» **Dokumenttext**

Avignon - Allgemeines

  • Avignon ist eine Stadt in der Provence in Südfrankreich am östlichen Ufer der Rhône mit knapp 90.000 Einwohnern. Sie ist Sitz der Präfektur des Départements Vaucluse. Die Rhône bildet bei Avignon die Grenze zum Département Gard. Gegenüber am rechten Ufer der Rhône befindet sich die Stadt Villeneuve-lès-Avignon. Im Süden befindet sich das Département Bouches-du-Rhône (Dép. 13). Die charmante Altstadt von Avignon mit ihren prächtigen, mittelalterlichen Häusern ist von einer intakten und imposanten Befestigungsmauer umgeben. Die Altstadt mit dem gotischen Papstpalast (Palais des Papes) aus dem 14. Jahrhundert und der berühmten Brücke Pont St. Bénézet zählt zum UNESCO-Weltkulturerbe.

» **Gegebene Auflistung**
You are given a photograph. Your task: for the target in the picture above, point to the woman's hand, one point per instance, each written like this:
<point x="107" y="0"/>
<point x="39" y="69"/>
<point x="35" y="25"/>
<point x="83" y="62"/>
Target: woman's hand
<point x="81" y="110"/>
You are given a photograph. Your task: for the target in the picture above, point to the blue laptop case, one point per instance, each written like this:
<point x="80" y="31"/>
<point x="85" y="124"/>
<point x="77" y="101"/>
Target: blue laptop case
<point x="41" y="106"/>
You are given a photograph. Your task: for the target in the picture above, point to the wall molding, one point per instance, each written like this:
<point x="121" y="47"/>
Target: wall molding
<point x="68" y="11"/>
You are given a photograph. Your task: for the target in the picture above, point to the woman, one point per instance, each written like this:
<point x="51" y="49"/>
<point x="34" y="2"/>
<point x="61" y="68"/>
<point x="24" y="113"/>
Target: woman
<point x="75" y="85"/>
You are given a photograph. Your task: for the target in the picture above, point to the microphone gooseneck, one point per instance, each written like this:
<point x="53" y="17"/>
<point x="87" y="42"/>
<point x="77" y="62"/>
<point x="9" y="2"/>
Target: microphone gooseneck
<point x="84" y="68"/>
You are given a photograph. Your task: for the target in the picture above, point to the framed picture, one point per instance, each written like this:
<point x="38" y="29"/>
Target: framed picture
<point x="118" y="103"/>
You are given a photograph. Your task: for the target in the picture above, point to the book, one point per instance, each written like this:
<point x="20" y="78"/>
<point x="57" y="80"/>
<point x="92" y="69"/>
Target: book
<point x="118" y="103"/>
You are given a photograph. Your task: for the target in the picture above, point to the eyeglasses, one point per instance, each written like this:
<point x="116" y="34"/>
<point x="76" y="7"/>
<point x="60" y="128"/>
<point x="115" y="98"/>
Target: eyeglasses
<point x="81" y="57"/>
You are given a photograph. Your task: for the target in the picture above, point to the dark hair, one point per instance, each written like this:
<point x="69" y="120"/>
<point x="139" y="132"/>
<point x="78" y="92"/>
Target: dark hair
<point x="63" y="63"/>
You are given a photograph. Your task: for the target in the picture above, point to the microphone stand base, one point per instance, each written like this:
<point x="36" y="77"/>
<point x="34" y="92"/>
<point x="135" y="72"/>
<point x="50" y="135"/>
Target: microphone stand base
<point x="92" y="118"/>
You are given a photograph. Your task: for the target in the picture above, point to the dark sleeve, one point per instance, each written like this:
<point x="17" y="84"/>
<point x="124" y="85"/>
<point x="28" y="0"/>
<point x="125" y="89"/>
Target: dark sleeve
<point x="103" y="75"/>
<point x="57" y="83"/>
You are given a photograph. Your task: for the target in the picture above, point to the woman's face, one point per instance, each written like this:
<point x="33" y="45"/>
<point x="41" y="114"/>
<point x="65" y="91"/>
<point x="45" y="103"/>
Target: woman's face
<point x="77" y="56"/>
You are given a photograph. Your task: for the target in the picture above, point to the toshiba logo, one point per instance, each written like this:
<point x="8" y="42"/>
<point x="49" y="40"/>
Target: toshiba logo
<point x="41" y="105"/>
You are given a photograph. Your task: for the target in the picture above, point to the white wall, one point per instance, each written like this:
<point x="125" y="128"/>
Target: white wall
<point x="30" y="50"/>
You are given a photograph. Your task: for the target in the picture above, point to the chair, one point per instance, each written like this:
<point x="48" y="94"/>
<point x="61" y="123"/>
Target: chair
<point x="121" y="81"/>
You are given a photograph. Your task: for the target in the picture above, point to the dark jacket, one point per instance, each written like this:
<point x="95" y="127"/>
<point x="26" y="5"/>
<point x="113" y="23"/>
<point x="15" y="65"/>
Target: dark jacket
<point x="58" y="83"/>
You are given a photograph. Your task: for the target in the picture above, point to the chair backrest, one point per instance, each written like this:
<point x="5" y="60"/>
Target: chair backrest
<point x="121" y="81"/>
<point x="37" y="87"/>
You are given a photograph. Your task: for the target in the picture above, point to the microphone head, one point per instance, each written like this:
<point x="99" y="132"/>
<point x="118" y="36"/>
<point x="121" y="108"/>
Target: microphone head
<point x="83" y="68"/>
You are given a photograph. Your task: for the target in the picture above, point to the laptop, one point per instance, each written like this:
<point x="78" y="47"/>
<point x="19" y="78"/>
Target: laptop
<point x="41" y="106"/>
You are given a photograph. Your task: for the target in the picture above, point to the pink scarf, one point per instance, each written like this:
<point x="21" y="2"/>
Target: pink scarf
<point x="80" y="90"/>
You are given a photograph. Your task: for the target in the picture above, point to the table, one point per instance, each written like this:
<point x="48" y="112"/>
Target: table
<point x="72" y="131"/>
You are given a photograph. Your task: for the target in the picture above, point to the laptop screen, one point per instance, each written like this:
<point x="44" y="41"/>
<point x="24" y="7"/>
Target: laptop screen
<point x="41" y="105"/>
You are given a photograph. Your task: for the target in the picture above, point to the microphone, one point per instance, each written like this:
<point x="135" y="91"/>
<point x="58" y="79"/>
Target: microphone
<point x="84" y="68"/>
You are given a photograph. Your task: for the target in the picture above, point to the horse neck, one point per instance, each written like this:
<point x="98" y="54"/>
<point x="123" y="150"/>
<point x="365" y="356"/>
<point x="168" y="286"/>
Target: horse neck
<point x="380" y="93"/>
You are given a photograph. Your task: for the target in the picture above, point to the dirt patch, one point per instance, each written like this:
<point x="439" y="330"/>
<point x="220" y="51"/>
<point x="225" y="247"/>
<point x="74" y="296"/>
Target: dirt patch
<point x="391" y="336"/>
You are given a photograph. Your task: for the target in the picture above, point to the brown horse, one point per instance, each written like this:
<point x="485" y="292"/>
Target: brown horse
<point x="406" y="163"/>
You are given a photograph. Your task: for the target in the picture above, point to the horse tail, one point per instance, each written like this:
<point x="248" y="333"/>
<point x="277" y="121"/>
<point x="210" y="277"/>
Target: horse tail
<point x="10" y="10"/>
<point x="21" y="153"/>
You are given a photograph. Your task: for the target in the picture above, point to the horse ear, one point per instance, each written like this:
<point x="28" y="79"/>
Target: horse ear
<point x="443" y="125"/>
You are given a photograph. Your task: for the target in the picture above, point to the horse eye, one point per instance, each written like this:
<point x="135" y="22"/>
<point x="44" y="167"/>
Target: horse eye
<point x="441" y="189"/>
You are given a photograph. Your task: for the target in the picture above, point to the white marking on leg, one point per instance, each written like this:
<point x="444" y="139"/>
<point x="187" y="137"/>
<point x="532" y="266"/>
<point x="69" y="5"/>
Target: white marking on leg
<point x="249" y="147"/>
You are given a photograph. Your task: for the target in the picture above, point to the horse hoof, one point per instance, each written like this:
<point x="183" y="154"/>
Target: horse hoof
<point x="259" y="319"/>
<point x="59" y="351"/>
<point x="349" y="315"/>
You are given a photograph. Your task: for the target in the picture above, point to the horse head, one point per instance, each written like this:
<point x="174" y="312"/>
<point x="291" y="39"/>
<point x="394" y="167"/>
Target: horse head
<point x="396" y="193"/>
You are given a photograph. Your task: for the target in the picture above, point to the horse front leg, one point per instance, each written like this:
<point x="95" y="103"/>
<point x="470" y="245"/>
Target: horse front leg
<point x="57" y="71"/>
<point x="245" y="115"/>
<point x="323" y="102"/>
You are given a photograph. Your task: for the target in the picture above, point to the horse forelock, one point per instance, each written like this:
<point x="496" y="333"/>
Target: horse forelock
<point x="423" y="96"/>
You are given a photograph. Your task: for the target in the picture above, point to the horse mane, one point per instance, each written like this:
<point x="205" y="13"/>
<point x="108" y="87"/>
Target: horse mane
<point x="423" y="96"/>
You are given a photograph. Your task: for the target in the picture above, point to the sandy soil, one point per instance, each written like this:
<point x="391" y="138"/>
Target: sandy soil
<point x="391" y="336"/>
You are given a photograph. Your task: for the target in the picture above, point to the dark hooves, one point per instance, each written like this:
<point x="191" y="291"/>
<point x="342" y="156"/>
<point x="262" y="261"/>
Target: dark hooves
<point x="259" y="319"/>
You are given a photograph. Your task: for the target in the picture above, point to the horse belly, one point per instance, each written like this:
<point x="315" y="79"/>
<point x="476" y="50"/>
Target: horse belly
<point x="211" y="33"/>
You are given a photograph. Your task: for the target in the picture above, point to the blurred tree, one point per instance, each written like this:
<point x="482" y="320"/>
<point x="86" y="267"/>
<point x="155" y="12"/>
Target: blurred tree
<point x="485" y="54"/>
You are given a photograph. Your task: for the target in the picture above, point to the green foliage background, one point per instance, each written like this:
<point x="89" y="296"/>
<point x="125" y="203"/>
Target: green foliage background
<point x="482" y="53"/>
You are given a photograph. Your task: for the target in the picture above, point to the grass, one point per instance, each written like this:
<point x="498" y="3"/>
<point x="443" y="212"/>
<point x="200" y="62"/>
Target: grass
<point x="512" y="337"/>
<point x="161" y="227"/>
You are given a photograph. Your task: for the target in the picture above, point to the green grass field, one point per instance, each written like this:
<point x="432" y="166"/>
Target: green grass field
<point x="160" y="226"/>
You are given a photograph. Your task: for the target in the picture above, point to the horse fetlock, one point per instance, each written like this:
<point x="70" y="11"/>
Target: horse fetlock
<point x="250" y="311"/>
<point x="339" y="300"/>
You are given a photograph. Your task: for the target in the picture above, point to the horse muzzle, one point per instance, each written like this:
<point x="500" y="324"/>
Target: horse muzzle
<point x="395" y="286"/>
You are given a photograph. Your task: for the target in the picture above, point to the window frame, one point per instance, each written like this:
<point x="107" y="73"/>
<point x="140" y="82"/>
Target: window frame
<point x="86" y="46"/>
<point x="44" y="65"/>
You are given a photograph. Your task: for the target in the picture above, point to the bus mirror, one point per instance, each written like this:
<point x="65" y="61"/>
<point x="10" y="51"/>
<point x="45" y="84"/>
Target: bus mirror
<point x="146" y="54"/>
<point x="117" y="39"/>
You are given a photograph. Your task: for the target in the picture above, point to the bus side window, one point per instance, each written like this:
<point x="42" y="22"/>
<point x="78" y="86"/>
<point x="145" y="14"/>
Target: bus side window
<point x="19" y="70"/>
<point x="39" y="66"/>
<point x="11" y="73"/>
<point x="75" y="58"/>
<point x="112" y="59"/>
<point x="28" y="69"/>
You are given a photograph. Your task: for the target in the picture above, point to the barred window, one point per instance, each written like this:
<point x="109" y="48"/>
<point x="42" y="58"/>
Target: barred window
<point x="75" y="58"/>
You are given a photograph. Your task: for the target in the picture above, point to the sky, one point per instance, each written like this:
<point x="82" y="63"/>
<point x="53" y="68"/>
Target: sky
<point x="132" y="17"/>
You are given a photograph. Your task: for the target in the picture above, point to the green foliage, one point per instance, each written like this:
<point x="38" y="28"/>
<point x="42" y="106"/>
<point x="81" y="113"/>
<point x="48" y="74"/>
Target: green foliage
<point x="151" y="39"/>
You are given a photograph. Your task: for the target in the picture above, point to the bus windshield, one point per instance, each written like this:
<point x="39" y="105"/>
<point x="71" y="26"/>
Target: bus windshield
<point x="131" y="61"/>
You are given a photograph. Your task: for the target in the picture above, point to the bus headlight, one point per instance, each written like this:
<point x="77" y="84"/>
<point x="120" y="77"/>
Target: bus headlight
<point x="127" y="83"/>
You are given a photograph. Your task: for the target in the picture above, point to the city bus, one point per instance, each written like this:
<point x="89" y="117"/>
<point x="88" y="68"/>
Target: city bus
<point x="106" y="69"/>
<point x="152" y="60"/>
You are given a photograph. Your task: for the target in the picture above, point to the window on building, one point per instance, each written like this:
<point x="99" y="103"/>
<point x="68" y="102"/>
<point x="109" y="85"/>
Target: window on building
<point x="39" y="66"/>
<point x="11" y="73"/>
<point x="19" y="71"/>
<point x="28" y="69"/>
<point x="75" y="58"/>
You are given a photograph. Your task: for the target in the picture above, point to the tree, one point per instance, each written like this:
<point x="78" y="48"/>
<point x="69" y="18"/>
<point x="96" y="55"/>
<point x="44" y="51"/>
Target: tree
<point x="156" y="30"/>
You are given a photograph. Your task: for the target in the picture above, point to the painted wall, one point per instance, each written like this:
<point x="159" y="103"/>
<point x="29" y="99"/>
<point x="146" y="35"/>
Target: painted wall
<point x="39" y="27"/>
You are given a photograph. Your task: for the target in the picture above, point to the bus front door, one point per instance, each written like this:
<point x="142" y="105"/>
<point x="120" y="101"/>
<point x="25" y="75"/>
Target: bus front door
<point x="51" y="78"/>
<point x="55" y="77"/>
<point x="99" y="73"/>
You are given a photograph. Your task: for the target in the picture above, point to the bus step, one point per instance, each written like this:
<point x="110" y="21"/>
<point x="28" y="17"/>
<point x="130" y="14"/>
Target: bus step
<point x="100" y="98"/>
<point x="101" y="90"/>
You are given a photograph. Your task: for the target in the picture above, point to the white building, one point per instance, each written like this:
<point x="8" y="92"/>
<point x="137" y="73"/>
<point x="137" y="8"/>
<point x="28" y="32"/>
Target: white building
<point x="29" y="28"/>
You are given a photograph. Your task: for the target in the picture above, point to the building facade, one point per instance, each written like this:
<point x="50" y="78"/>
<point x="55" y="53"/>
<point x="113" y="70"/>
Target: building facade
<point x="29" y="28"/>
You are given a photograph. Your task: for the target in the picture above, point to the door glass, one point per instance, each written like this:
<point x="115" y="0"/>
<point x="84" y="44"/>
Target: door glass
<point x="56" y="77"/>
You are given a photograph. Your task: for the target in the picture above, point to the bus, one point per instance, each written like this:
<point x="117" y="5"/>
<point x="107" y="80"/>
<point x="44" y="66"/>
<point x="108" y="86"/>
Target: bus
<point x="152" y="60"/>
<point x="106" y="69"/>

» **Arbeitsauftrag**
Schreibe den Text über Avignon im Anschluss an seinen letzten Satz weiter.

» **Erwartete Ausgabe**
    Von 1309 bis 1417 residierten Päpste in Avignon (Avignonesisches Papsttum). Der zur Vorherrschaft in Westeuropa aufgestiegene französische König Philipp IV. setzte 1309 durch machtpolitische Ränkespiele die Wahl eines französischstämmigen Papstes durch, der nicht mehr in Rom, sondern in Avignon residierte. Philipp ignorierte damit das Dogma der katholischen Kirche, welches das Papsttum legitimiert mit dem Anspruch, dass der Apostel Petrus der erste Bischof von Rom gewesen sei. Beginnend mit Clemens V. waren es sieben frankreichstämmige Päpste, die ihren Sitz in Avignon nahmen. Gregor XI. verlegte dann 1377 seine Residenz wieder nach Rom. Die französischen Kardinäle erkannten jedoch diese Rückkehr nach Rom nicht an und wählten 1378 einen Gegenpapst. Das war der Beginn des berühmten Schismas (Kirchenspaltung), das der katholischen Kirche bis 1417 (Ende des Konzils von Konstanz) zwei Päpste bescherte, die sich gegenseitig nicht anerkannten.

    Die fotos wurden mit Handy aufgenommen.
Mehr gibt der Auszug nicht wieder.